» **Text passage**
════
Gilbert H. Wild & Son

Ornamental Grass at Moss Mountain Farm

Grass in your flowerbeds? For gardeners who’ve spent hours pulling invasive weeds, this may seem like strange advice. But let me introduce you to the new, well-behaved varieties of ornamental grasses. Windblown, untamed and graceful, they lend an appealing accent to gardens and containers.

Fall container gardens at Moss Moutain Farm

I’ve found that ornamental grasses are some of the best providers of an important (and often overlooked) element in garden design – texture. Now they certainly aren’t very colorful when you compare them to some of the other fall favorites such as asters or chrysanthemums, but they do provide a nice contrast to other plants in the garden.
════
» **Excerpted data**
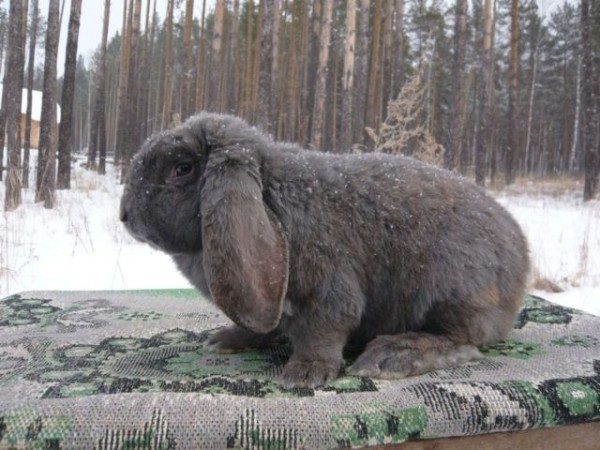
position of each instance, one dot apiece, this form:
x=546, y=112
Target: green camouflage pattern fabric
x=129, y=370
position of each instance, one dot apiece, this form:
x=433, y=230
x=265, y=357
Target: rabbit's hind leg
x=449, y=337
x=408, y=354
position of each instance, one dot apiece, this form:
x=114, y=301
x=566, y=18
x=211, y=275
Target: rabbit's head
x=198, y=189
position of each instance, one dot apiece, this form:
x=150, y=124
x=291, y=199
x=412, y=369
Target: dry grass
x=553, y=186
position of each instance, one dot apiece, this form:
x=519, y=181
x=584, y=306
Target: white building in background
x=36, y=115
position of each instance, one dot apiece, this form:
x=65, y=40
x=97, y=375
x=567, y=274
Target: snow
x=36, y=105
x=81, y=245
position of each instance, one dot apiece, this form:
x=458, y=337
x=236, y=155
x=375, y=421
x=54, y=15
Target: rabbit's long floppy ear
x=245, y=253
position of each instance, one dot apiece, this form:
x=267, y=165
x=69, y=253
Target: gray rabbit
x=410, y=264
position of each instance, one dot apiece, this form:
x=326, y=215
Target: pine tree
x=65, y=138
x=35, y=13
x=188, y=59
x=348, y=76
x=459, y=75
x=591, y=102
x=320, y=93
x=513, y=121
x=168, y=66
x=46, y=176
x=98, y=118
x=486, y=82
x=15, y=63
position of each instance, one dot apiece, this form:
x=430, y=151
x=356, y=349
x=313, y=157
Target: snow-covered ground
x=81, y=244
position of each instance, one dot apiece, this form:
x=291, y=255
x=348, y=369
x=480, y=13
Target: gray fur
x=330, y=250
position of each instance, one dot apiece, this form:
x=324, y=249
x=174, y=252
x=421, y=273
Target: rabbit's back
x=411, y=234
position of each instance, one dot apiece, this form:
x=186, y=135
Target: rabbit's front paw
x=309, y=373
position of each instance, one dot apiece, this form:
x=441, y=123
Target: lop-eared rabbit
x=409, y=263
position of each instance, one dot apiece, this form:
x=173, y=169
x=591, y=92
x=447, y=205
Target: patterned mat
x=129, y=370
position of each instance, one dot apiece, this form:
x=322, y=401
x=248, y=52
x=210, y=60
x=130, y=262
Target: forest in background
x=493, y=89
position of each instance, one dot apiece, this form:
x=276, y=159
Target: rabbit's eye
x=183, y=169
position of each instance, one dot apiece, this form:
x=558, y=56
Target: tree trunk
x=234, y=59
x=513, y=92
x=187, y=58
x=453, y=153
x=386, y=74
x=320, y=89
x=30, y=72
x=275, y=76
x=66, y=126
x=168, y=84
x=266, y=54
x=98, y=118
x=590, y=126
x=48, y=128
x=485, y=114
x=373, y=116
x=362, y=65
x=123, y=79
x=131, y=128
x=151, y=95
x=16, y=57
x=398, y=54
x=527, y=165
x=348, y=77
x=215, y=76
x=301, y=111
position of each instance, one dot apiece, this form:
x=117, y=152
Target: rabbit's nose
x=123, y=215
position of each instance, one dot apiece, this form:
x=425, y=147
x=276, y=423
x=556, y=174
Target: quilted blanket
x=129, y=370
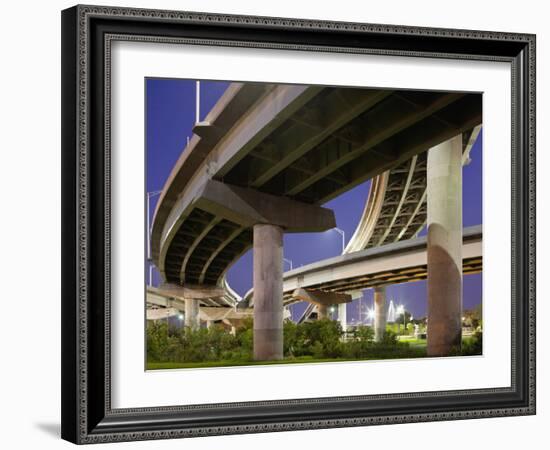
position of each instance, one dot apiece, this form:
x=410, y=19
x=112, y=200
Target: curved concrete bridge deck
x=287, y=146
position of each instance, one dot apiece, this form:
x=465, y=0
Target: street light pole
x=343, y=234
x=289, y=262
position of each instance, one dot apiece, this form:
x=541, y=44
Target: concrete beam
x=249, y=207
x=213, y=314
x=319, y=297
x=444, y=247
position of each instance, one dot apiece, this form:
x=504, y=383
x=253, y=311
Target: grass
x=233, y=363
════
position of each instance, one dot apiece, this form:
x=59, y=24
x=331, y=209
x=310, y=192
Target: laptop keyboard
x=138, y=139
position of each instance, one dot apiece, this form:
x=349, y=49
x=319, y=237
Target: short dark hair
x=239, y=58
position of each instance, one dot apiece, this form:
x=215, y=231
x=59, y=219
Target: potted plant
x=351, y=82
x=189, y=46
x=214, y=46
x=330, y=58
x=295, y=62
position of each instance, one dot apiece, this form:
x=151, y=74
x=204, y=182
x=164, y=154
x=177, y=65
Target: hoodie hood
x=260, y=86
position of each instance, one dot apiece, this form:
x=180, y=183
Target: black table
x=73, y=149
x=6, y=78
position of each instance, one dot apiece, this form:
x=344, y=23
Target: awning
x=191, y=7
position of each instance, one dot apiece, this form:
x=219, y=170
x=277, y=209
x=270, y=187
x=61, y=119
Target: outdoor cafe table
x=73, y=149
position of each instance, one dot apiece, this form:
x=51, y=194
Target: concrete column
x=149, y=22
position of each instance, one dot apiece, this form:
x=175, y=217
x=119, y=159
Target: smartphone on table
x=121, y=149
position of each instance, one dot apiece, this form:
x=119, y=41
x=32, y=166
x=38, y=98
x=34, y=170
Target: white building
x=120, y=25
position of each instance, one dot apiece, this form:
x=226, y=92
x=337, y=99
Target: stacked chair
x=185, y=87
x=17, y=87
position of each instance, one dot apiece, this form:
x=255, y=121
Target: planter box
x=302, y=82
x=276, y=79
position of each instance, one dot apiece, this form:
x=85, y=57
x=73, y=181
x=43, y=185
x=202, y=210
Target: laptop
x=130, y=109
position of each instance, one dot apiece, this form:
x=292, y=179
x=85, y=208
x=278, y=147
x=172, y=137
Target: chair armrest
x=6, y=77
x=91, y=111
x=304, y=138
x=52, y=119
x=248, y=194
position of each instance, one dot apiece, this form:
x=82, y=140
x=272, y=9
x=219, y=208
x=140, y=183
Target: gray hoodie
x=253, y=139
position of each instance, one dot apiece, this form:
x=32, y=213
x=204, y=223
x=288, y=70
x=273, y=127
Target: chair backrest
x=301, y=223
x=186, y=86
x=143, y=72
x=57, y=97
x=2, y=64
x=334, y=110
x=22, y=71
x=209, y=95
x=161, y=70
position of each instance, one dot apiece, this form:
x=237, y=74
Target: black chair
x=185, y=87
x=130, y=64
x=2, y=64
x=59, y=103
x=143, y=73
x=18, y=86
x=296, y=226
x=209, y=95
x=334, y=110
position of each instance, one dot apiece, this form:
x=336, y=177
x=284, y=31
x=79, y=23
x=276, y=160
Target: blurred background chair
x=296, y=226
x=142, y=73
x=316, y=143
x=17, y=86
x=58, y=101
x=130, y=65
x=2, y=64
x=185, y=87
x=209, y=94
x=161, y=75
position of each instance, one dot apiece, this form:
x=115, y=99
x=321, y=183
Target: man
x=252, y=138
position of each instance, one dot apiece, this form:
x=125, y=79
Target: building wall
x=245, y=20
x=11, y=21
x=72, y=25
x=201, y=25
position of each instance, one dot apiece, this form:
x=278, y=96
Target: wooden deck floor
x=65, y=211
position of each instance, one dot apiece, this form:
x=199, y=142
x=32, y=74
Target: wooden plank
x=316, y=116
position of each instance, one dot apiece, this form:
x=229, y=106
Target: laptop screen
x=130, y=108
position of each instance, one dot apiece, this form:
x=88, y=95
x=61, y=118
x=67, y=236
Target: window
════
» **What is asked**
**a.** Using the ornamental grass passage above, decide whether each statement agrees with it. Answer yes or no for each and quote the words that decide it. (i) The writer counts ornamental grasses among the best sources of texture in a garden. (ii) The writer says ornamental grasses are more colorful than asters. (iii) The writer calls the new varieties of ornamental grass invasive.
**b.** Proceed with the ornamental grass passage above, picking up right after its last sentence.

» **Solved problems**
**a.**
(i) Yes: "ornamental grasses are some of the best providers of an important (and often overlooked) element in garden design – texture"
(ii) No: "they certainly aren’t very colorful when you compare them to some of the other fall favorites such as asters or chrysanthemums"
(iii) No: "the new, well-behaved varieties of ornamental grasses"

**b.**
Ornamental grass at Moss Mountain Farm

Ornamental grasses require little maintenance and are very forgiving about soil, making them easy to grow. They don’t have to have particularly rich soil, and, once they are established, they’re quite drought tolerant. With just a little TLC during the first season, these ornamental grass varieties will be reliable, long-lived additions to your garden. On top of all that, they’re remarkably pest-free.

Ornamental Grass at Moss Mountain Farm

Ornamental grasses come in a wide range of shapes and sizes. There are hundreds of varieties of ornamental grasses, so you’re sure to find one well suited to your garden. They range in size from diminutive 4-inch plants to those that stretch up more than 15 feet in height. Some varieties grow upright and vertical, while others spread. Most are cold-tolerant and will come back year after year. A few, like purple fountain grass, can’t survive frigid temperatures but are still worth growing as annuals.

Ornamental grasses come in a wide range of shapes and sizes, everything from the small sea urchin fescue all the way up to one of my favorites, zebra grass. Zebra grass is bold, tough, and easy to grow. It takes its name from the light yellow bands across each individual blade.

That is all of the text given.